Exercise instructions:
Return the data lines below starting with the line containing "If you could" and going through the line containing "For instance, an", with both ends included. Copy them precisely as they appear.
[START OF Recorded information]
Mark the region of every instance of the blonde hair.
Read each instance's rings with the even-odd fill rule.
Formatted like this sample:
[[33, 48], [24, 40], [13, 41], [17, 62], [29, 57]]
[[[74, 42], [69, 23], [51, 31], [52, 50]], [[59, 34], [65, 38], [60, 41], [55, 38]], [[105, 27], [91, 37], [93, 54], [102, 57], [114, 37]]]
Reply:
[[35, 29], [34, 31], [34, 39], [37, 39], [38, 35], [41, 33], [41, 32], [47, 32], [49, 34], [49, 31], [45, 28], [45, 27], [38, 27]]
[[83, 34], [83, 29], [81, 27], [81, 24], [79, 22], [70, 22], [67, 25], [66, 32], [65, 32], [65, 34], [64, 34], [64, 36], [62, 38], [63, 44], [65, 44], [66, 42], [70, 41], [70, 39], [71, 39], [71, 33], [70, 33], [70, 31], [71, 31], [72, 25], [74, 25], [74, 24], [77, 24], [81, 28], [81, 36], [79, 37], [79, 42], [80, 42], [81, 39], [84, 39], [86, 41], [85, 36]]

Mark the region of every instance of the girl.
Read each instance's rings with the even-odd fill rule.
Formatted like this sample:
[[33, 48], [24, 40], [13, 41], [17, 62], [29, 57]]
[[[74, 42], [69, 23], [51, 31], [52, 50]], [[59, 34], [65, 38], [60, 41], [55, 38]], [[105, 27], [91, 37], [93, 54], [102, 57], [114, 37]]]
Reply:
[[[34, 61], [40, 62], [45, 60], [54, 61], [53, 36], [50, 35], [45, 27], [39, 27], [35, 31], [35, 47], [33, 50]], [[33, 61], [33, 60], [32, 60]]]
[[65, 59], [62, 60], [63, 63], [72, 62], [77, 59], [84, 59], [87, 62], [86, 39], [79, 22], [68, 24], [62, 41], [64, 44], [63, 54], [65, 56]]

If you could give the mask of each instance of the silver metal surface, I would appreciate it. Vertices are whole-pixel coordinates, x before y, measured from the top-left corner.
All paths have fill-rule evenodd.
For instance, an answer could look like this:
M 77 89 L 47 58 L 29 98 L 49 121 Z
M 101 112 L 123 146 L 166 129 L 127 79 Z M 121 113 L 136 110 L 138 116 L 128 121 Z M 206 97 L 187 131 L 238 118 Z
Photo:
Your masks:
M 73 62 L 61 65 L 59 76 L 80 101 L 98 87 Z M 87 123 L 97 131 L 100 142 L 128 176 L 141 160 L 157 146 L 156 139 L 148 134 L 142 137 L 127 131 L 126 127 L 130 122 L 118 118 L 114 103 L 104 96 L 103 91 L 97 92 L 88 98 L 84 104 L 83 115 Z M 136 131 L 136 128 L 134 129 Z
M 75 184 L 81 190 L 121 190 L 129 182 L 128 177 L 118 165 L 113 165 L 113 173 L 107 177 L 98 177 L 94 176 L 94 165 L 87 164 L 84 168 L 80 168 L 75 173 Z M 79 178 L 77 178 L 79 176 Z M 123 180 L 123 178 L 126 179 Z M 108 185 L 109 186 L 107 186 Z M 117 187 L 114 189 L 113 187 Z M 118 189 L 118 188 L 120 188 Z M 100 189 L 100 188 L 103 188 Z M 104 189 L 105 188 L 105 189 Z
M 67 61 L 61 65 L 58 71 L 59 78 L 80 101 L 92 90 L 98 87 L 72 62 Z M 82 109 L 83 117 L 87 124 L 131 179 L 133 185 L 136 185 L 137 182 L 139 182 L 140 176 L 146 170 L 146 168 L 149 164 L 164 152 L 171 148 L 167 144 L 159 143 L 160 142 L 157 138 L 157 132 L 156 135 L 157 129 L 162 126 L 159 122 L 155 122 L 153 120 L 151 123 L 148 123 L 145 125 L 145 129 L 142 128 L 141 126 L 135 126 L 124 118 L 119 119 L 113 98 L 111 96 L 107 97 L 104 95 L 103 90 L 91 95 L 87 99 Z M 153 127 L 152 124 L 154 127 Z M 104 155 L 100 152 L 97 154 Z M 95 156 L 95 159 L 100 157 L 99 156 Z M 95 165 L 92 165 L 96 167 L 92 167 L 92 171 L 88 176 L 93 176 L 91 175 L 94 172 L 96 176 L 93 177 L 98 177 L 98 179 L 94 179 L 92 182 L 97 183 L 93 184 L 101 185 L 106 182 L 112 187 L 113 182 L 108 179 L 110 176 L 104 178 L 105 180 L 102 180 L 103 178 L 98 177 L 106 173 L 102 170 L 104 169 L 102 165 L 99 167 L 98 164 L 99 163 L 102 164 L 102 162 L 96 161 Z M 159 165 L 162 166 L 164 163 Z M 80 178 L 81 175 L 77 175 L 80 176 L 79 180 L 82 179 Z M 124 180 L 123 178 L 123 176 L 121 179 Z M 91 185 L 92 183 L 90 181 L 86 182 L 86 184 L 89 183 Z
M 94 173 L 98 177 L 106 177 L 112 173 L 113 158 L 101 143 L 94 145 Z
[END OF Recorded information]
Task answer:
If you could give the mask of each instance of the silver metal surface, I would appreciate it. Vertices are whole-pixel coordinates, x before y, measured from the top-left corner.
All paths have fill-rule evenodd.
For instance, an answer could look like this:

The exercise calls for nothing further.